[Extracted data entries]
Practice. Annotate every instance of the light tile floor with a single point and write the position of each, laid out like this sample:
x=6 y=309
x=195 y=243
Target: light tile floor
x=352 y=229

◆ About this exercise ◆
Once you have read the records above, set every one of them down again exactly.

◆ Task solution ◆
Practice. Annotate every instance of the light tile floor with a single point and write the position of each, laid out like this sample:
x=6 y=309
x=195 y=243
Target: light tile floor
x=352 y=229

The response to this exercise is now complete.